■ TASK DESCRIPTION
Please gather every line from the rows below that contains the word "tundra" and copy each one out unchanged.
━━ STORED ROWS
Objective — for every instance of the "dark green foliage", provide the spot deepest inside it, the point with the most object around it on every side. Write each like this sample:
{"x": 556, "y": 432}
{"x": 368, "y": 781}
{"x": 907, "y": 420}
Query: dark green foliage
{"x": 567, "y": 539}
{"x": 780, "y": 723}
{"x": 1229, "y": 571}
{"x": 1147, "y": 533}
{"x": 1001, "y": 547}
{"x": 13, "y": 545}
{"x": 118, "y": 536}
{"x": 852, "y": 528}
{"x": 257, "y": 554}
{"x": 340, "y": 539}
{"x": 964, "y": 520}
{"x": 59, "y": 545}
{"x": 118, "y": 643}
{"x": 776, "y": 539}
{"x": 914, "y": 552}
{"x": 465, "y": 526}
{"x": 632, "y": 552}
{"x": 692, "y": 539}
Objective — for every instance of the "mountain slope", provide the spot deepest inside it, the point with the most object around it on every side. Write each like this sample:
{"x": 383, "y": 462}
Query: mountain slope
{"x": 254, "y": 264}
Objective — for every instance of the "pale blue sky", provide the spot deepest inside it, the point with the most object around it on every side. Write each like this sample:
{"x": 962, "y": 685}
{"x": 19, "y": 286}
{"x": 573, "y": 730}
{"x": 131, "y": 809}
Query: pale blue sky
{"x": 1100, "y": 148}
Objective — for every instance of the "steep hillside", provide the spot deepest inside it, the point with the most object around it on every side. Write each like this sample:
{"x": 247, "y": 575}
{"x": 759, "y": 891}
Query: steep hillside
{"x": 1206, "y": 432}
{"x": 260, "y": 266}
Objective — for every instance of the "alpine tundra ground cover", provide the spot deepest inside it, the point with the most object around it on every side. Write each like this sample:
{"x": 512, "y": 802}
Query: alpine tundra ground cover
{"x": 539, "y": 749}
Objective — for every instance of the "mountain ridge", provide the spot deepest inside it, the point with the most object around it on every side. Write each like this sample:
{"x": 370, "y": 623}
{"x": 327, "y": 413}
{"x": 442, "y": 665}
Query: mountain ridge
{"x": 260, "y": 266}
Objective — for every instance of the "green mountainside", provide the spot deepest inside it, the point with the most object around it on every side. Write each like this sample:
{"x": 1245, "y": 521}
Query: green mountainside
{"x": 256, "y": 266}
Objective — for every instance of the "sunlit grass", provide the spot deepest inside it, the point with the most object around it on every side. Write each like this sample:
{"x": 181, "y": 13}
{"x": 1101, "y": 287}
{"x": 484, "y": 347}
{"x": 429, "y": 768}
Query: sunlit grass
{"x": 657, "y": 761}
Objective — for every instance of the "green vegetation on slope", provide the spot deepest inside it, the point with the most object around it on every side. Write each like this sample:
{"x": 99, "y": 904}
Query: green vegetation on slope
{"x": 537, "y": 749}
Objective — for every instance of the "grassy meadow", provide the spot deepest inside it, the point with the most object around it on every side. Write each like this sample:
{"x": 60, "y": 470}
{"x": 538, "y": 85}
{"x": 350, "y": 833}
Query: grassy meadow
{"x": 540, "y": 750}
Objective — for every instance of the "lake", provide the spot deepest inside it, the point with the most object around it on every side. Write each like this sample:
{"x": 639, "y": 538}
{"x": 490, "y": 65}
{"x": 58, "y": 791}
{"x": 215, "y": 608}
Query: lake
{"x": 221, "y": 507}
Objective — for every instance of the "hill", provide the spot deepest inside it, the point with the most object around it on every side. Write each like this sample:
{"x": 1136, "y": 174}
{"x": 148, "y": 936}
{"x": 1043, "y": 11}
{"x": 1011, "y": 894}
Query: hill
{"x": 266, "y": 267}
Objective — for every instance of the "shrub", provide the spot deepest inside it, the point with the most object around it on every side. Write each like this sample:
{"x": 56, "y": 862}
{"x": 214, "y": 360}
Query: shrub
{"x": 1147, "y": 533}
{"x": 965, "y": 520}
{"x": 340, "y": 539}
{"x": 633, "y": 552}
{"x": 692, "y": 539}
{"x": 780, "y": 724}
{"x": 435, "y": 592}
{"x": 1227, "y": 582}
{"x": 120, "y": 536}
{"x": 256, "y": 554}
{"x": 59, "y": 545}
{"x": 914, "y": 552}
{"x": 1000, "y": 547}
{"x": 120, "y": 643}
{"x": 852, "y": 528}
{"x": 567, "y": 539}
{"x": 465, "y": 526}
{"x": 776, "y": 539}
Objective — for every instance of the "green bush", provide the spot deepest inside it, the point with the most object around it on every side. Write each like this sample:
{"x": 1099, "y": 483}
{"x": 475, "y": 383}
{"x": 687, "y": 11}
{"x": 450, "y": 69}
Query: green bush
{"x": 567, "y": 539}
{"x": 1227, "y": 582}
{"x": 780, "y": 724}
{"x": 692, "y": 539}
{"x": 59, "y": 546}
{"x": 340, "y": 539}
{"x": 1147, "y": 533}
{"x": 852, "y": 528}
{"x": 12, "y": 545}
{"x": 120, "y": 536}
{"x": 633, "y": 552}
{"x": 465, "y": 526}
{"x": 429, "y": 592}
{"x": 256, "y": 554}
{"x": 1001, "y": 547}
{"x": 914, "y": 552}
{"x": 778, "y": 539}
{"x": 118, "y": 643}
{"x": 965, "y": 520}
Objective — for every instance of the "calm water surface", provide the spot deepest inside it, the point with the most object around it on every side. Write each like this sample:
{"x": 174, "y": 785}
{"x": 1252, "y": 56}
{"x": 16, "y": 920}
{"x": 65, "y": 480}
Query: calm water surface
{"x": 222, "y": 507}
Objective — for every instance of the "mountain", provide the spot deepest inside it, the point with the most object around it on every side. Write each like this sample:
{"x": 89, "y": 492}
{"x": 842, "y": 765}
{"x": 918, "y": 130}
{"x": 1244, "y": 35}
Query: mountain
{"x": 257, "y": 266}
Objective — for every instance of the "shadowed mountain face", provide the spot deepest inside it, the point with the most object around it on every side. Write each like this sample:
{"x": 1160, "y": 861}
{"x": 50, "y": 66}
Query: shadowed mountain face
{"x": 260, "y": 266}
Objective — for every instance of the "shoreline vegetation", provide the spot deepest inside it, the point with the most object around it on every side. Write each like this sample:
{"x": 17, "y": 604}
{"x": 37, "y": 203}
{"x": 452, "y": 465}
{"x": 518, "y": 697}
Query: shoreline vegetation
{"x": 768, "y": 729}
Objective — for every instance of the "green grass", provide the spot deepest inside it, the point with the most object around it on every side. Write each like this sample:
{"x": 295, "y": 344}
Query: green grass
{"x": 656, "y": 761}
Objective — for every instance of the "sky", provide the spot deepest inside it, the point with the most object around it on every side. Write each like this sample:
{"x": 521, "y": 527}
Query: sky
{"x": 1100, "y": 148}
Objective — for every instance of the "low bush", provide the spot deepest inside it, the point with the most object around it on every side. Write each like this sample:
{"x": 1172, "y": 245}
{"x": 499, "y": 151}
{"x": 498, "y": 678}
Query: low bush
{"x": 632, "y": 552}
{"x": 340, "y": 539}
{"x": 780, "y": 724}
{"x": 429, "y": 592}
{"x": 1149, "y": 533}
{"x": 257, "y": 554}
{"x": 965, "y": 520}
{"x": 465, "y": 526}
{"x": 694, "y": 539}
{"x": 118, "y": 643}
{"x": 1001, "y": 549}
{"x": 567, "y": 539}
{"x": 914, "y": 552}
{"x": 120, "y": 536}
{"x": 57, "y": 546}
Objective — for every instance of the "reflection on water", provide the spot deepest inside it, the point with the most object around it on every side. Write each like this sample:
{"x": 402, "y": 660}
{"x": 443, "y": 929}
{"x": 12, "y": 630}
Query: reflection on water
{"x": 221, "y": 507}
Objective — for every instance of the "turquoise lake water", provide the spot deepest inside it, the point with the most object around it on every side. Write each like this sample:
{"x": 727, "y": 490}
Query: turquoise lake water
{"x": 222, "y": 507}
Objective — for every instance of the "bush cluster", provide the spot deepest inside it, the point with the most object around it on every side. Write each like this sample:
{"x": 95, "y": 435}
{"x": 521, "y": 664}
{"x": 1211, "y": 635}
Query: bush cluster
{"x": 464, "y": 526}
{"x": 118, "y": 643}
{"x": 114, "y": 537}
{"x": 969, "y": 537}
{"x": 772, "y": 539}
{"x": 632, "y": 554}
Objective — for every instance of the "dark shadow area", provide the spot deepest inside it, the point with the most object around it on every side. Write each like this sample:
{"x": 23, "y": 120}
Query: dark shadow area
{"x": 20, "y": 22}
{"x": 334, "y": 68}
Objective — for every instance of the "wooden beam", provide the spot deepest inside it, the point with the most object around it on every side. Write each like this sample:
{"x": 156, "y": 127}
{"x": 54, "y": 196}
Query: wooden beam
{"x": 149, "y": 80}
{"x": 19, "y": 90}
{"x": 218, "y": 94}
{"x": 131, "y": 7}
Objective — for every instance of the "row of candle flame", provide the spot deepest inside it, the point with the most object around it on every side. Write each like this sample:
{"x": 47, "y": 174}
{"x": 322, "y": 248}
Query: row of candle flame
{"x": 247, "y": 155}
━━━━
■ EXERCISE RESPONSE
Objective — for every instance of the "alpine tundra ground cover", provide the spot deepest inside it, the point with the most object around it on every side. Write each like this sample:
Query: alpine tundra ground cover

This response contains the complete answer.